** START OF THE INPUT **

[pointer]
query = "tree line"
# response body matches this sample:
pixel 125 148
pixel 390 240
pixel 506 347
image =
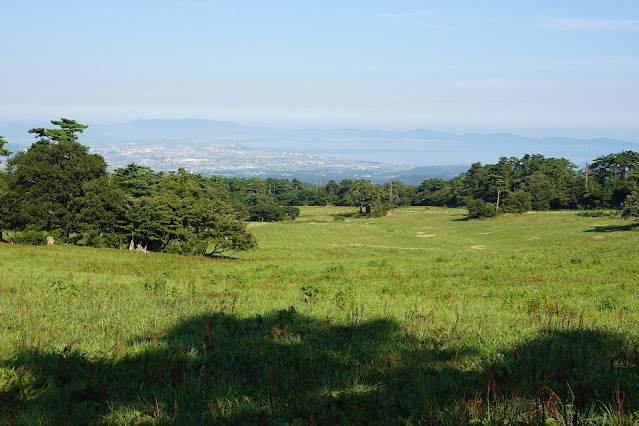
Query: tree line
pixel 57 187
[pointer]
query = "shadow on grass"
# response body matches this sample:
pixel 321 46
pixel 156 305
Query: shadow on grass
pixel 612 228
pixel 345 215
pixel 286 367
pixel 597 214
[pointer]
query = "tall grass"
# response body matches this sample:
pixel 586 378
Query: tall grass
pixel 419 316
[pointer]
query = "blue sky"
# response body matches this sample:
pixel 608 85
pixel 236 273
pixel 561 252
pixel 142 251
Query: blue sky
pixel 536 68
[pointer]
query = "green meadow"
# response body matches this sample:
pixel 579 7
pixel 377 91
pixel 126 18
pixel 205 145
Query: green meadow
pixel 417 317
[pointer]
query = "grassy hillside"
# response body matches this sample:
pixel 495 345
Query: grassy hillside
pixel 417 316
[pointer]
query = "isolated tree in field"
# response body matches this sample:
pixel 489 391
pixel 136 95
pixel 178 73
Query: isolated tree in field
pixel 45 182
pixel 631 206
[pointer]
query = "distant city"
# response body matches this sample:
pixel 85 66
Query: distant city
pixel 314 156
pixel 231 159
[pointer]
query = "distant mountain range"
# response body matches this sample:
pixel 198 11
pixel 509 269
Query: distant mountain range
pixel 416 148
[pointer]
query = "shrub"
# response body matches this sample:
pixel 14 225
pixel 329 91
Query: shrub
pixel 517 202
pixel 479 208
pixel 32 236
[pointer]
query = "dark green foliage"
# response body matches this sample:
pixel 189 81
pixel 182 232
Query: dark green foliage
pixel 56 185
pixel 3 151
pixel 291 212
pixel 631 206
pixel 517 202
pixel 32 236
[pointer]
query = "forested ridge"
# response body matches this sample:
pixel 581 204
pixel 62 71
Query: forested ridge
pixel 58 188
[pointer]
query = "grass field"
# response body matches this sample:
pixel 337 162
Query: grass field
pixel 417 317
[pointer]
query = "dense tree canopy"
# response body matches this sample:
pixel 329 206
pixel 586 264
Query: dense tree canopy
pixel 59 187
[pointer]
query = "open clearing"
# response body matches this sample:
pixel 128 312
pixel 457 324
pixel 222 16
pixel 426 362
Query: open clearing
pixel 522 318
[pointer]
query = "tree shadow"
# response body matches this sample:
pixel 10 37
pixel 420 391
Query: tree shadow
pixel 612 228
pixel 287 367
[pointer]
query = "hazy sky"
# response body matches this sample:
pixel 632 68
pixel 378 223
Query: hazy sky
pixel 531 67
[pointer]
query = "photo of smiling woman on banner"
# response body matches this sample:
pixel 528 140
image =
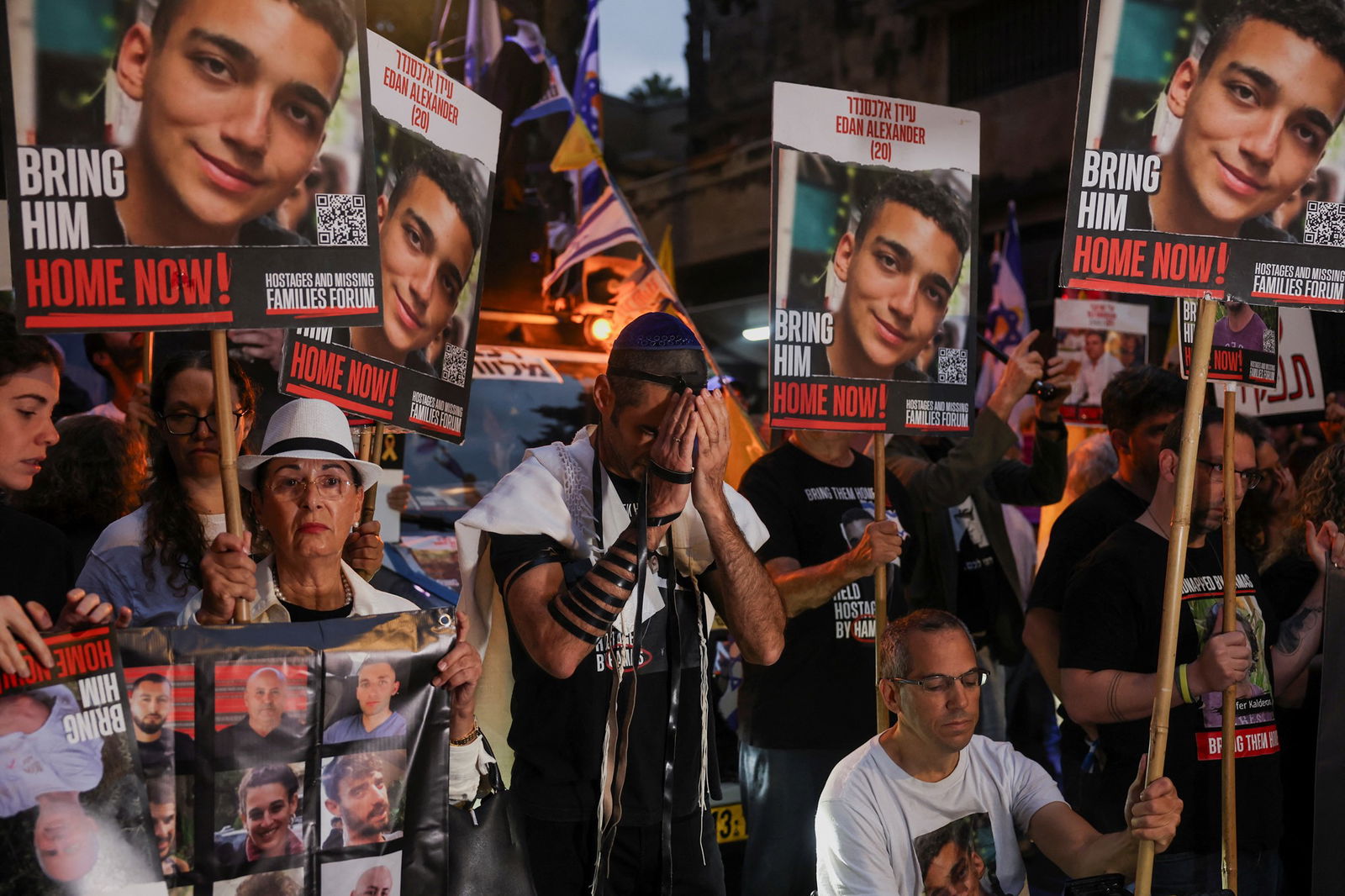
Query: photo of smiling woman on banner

** END OF THE INPUT **

▸ OBJECTIVE: Reproduce all the records above verbatim, leaving out the pictures.

▸ TASK OUTPUT:
[pointer]
query = "tree line"
# response body matches this sample:
pixel 125 148
pixel 390 240
pixel 506 347
image =
Query: tree line
pixel 57 187
[pointer]
query = "shadow on grass"
# response body matches this sample:
pixel 321 46
pixel 156 305
Query: shadow on grass
pixel 612 228
pixel 345 215
pixel 286 367
pixel 597 214
[pointer]
query = "tall grass"
# response body matches this sample:
pixel 586 378
Query: tall grass
pixel 419 316
[pointer]
query = "blue sky"
# response body matches this sample:
pixel 608 85
pixel 236 273
pixel 561 252
pixel 142 251
Query: blue sky
pixel 536 68
[pointer]
query = "green meadow"
# response body matches this sample:
pixel 579 7
pixel 377 91
pixel 126 18
pixel 205 145
Query: green meadow
pixel 417 317
[pointer]
query = "grassy hillside"
# response body matches this sample:
pixel 495 345
Query: grassy hillside
pixel 417 316
[pointer]
query = "isolated tree in field"
# response body matches this sample:
pixel 489 391
pixel 136 95
pixel 178 73
Query: isolated tree in field
pixel 45 182
pixel 631 206
[pointer]
query = "distant city"
# response body matches this sample:
pixel 85 66
Query: distant city
pixel 314 156
pixel 231 159
[pointer]
query = "distant mountain range"
# response body matches this sample:
pixel 198 11
pixel 509 269
Query: distant mountain range
pixel 416 148
[pointer]
query = "shrub"
# response body matches this sample:
pixel 14 225
pixel 329 91
Query: shrub
pixel 517 202
pixel 479 208
pixel 32 236
[pointer]
query = "dark green foliage"
# response body matches this sample:
pixel 189 81
pixel 182 232
Query: dark green foliage
pixel 56 185
pixel 3 151
pixel 291 212
pixel 631 206
pixel 517 202
pixel 32 236
[pointer]
query = "forested ridge"
# response body matches this sample:
pixel 581 204
pixel 62 71
Query: forested ridge
pixel 58 188
[pointer]
query = "grass field"
# response body matches this sample:
pixel 337 162
Query: grass field
pixel 417 317
[pointer]
query = "dense tree canopy"
# response body matches this sample:
pixel 329 206
pixel 586 264
Query: dense tree canopy
pixel 59 187
[pointer]
query = "open clearing"
# response body matches this sample:
pixel 128 312
pixel 457 324
pixel 222 16
pixel 426 362
Query: open clearing
pixel 522 318
[pointer]
query = "tree shadow"
# response body matches this sample:
pixel 10 37
pixel 420 391
Query: tree shadow
pixel 612 228
pixel 287 367
[pointer]
query = "hazy sky"
# response body matches this sample:
pixel 632 68
pixel 378 223
Query: hazy sky
pixel 531 67
[pointer]
query = "photo of smiling woman on banner"
# response body matches this sample:
pixel 528 140
image =
Query: photo of smiling woman on banner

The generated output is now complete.